### Article

※

Streets around the school were blocked off and journalists were not allowed near the school, an AFP photograher said.
The surge in attacks breaks a relative calm that accompanied the historic Iraqi referendum on a new constitution Saturday.
Four US soldiers were killed in attacks on Wednesday and a fifth died from a “non-hostile gunshot wound” on Tuesday the US military said.
The latest deaths brought to 1,981 the number of US military personnel killed in Iraq since the US-led invasion of March 2003, according to an AFP tally based on Pentagon figures.
Since the referendum, 12 US military personnel have been killed in attacks.
Senior Qaeda Leader Killed in Iraq
US forces killed 12 militants in western Iraq including an Al-Qaeda leader responsible for attacks around Ramadi, a focus of the Sunni Arab insurgency, the US military said yesterday.

※

### Dataset section
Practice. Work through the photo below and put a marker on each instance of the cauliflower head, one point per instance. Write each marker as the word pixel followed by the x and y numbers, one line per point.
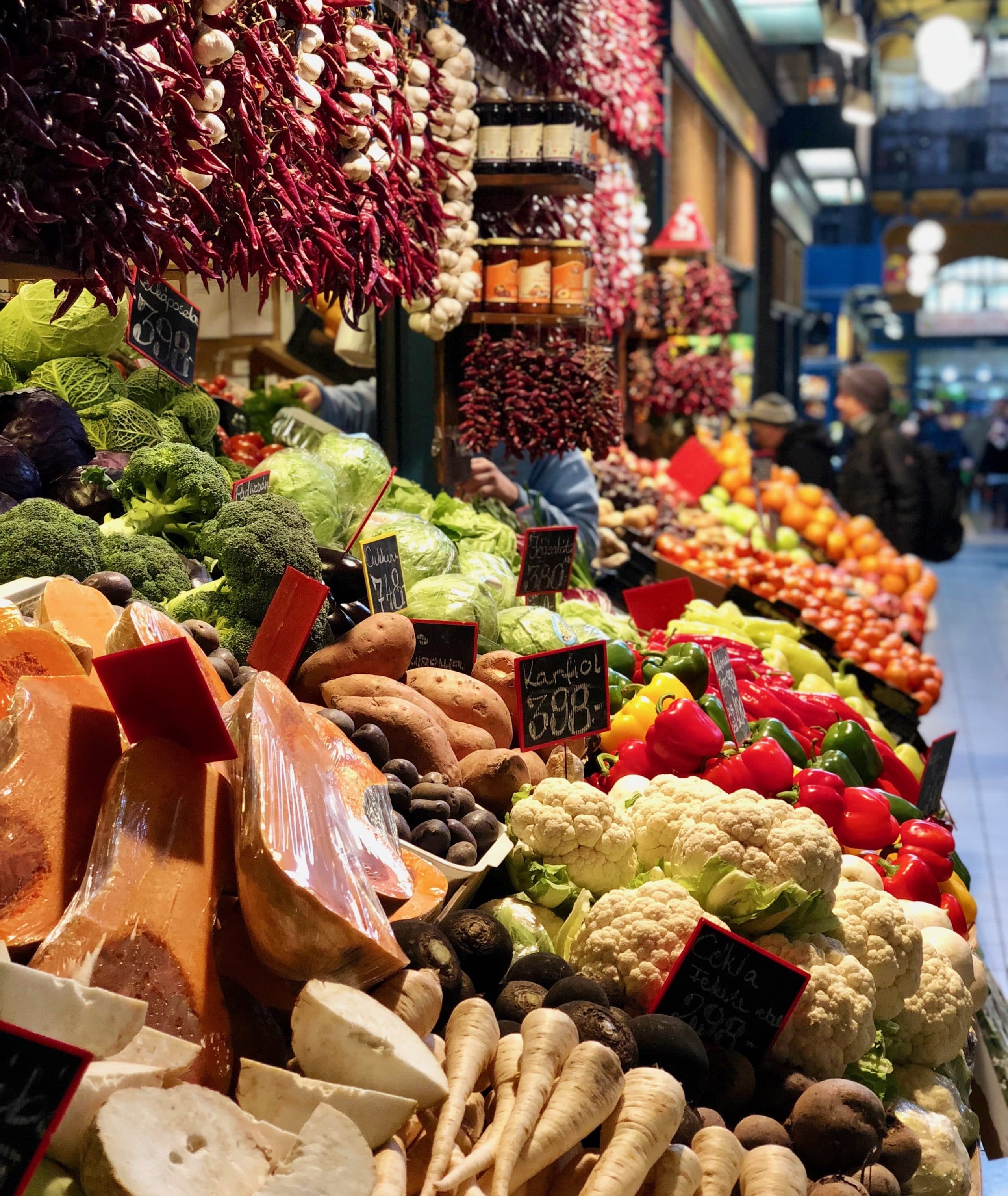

※

### Tasks and exercises
**A)** Replace "journalists" with "reporters" in the Iraq report, writing out the passage from "Streets around the" up to and including "on Pentagon figures.".
**B)** State whether each statement agrees with the Iraq report, answering yes or no and quoting the words of the report that settle it: (i) Four US soldiers were killed in attacks on Wednesday. (ii) Journalists were allowed near the school. (iii) US forces killed 12 militants in eastern Iraq.
The listing comes from a separate source.

### Solutions to each task
**A)**
Streets around the school were blocked off and reporters were not allowed near the school, an AFP photograher said.
The surge in attacks breaks a relative calm that accompanied the historic Iraqi referendum on a new constitution Saturday.
Four US soldiers were killed in attacks on Wednesday and a fifth died from a “non-hostile gunshot wound” on Tuesday the US military said.
The latest deaths brought to 1,981 the number of US military personnel killed in Iraq since the US-led invasion of March 2003, according to an AFP tally based on Pentagon figures.

**B)**
(i) Yes: "Four US soldiers were killed in attacks on Wednesday"
(ii) No: "journalists were not allowed near the school"
(iii) No: "US forces killed 12 militants in western Iraq"